CONSIGNE 1:
Dans le texte sur l'insertion des allocataires du RMI, quelle durée est citée en exemple pour les contrats d'objectifs des entreprises d'insertion et des associations intermédiaires ?
CONSIGNE 2:
Prolongez le texte sur l'insertion des allocataires du RMI en reprenant après sa dernière phrase.

L'insertion des allocataires devra être facilitée non seulement vers le secteur à but non lucratif, par le décontingentement du nombre de contrats emploi-solidarité (CES), mais surtout vers l'entreprise. Dans cette dernière hypothèse, une insertion spécifique en deux étapes, pour éviter que ne joue un simple effet de substitution, devrait être développée. Dans un premier temps, l'allocataire bénéficierait, sous la responsabilité d'un tuteur, d'une formation et d'une intégration dans l'entreprise. Dans un deuxième temps, équivalent au premier en durée, il travaillerait pour un salaire au minimum égal au SMIC, l'entreprise ne conservant à sa charge que la différence entre le salaire versé et le montant du RMI.
L'action des entreprises d'insertion et des associations intermédiaires, qui sont « un bon sas vers l'insertion professionnelle », devra aussi être renforcée. Elles bénéficieraient ainsi de contrats d'objectifs à plus long terme, trois ans par exemple, dans le même esprit que la mesure présentée par Alain Juppé au CNVA pour contractualiser les subventions aux associations (3). Un quota prioritaire sur les marchés publics pourrait également leur être attribué. Par ailleurs, les fonds d'aide aux jeunes en difficulté pourraient davantage être orientés vers des projets d'insertion.

DONNÉES FOURNIES:
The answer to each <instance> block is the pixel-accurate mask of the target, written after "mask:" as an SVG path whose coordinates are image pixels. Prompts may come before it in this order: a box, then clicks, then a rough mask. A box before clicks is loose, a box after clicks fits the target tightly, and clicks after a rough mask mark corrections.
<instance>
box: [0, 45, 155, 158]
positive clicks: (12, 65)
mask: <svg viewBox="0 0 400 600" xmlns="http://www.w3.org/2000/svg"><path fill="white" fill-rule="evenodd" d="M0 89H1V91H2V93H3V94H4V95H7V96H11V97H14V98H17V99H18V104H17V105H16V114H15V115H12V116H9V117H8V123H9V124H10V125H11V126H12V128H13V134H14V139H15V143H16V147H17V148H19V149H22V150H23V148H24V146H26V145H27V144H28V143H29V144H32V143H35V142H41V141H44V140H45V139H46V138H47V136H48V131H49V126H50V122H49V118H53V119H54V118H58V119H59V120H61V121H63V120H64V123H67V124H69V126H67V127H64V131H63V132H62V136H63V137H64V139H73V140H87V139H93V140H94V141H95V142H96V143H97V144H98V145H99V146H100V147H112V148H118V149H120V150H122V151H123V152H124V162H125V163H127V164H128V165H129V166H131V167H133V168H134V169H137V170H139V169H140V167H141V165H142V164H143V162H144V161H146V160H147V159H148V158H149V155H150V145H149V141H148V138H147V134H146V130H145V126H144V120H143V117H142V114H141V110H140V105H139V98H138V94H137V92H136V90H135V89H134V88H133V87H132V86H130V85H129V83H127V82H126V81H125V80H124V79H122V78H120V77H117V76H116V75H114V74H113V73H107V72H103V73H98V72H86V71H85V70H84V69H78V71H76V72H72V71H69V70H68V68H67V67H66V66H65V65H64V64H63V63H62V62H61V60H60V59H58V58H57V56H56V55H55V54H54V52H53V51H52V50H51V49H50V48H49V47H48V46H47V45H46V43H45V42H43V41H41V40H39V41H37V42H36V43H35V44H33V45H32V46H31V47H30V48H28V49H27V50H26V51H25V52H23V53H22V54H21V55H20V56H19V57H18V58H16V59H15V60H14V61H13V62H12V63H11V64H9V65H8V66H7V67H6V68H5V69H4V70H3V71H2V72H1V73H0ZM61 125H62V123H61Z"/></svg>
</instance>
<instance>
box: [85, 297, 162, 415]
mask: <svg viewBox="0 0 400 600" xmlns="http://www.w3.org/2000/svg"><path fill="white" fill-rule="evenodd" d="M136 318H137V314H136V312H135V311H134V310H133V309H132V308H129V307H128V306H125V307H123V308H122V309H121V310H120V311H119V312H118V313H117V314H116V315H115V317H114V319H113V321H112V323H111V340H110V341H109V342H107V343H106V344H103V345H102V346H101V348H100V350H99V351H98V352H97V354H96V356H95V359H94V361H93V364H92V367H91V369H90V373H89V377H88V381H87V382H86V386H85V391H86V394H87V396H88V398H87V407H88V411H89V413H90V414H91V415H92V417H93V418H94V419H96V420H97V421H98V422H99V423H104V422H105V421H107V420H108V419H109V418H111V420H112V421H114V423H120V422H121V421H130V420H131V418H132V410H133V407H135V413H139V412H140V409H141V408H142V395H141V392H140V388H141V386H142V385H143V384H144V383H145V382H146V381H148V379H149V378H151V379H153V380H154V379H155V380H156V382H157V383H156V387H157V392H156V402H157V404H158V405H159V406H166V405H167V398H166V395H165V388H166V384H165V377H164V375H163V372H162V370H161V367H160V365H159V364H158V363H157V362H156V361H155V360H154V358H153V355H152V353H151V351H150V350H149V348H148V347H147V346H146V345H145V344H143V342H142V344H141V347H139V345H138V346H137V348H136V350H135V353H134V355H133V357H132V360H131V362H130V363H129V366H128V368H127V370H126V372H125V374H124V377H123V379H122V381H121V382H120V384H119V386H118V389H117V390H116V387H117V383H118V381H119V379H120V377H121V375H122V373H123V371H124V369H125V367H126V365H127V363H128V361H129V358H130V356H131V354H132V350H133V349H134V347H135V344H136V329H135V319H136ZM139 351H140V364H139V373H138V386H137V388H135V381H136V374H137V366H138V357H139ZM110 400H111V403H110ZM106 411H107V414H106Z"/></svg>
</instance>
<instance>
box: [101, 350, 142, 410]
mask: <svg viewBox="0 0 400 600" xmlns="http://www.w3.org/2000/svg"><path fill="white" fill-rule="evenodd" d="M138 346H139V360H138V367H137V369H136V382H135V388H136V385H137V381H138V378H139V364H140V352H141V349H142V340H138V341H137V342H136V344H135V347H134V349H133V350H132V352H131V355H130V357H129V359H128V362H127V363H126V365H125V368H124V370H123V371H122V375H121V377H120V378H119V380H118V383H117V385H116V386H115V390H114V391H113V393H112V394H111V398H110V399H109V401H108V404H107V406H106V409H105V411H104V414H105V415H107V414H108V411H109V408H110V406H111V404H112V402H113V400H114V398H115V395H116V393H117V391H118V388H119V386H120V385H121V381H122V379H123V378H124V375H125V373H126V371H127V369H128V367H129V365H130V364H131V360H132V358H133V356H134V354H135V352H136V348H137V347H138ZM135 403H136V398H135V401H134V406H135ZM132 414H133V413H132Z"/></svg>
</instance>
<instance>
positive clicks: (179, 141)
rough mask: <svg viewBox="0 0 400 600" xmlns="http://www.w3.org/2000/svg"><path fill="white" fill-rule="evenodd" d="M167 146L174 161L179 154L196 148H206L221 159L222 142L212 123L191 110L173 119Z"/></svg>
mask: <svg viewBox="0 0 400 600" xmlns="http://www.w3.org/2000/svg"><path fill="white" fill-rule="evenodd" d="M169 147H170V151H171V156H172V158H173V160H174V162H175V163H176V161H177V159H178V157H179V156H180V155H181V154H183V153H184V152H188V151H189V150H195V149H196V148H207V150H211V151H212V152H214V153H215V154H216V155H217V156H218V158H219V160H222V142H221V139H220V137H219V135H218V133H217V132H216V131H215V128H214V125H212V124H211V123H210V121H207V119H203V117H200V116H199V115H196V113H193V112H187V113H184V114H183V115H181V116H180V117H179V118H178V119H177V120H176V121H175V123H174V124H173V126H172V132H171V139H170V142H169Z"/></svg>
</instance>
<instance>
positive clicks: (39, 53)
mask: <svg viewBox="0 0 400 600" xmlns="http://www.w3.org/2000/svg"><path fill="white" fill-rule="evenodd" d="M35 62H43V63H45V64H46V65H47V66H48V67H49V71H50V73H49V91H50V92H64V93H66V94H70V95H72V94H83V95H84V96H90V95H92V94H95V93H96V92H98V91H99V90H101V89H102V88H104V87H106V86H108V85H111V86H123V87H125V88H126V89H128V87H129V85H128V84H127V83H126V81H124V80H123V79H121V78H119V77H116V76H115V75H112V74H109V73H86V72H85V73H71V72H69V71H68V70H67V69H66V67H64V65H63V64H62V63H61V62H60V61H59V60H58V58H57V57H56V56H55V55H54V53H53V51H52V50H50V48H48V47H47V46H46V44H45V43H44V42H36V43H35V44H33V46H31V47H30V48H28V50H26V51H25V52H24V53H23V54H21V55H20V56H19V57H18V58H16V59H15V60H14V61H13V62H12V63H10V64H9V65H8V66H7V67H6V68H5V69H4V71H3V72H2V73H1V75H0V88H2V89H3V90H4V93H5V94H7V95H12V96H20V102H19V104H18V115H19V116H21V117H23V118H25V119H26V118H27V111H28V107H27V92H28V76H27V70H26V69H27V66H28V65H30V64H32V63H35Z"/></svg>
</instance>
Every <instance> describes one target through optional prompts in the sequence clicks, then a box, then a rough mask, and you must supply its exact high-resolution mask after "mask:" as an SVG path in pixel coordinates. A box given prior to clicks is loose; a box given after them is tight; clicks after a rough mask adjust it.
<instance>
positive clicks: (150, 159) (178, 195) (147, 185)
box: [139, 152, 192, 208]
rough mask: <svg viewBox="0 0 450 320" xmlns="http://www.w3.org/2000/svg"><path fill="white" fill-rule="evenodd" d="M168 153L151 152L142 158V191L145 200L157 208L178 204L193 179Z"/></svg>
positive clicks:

RÉPONSE 1:
Trois ans.

RÉPONSE 2:
Simplifier le dispositif. Préalablement à tout dossier, un véritable bilan médical et social du futur allocataire, avec entretien personnalisé, devrait permettre une réelle prise en charge de la personne à insérer. Les dérives comme les « instructions de dossier par téléphone » n'ayant plus lieu d'être. La commission locale d'insertion (CLI), déchargée du traitement des cas individuels, pourrait ainsi se concentrer sur un travail d'orientation, par le biais de commissions à thème (logement, emploi, santé...), laissant au « terrain » la responsabilité des initiatives. L'instruction relèverait alors du ressort total du service social, la CLI se contentant de valider le contrat d'insertion ou, le cas échéant, de proposer la radiation de l'allocataire.
Mieux suivre l'allocataire. A l'instar de ce qui est fait pour l'insertion des personnes handicapées au travers d'équipes de préparation de suite du reclassement (EPSR), l'allocataire du RMI serait suivi, tout au long de son parcours d'insertion, de manière personnalisée par un interlocuteur unique. Claude Girard ne veut pas « plaider pour des mesures inquisitoires qui viseraient à mener une chasse systématique aux fraudeurs éventuels [mais] une connaissance concrète des intéressés est indispensable à un suivi efficace des actions entreprises à leur intention. [Ainsi]des contacts réguliers entre l'allocataire et les services sociaux [permettraient] de s'assurer de la présence en France du bénéficiaire et de déceler des éléments (dérobade, refus de travail...) indiquant l'opportunité d'un contrôle approfondi ». La généralisation d'une carte de santé personnelle et infalsifiable pourrait également être un bon moyen de pallier les risques de fraude.
Conscient des moyens nécessaires, notamment à la mise en place d'un suivi personnalisé des allocataires et du décontingentement des CES, Claude Girard estime que « la gravité de la situation doit faire prendre conscience à chacun de ses responsabilités ». Des moyens financiers sont nécessaires si l'on veut assurer de manière efficace la « lutte contre la fracture sociale ». Le député, rapporteur l'année dernière du budget « Ville et intégration », nous a par ailleurs précisé qu'il n'excluait pas, si ces propositions n'étaient pas retenues, d'amender la future loi contre l'exclusion ou le projet de loi de finances pour 1997 dans un sens favorable à ses propositions.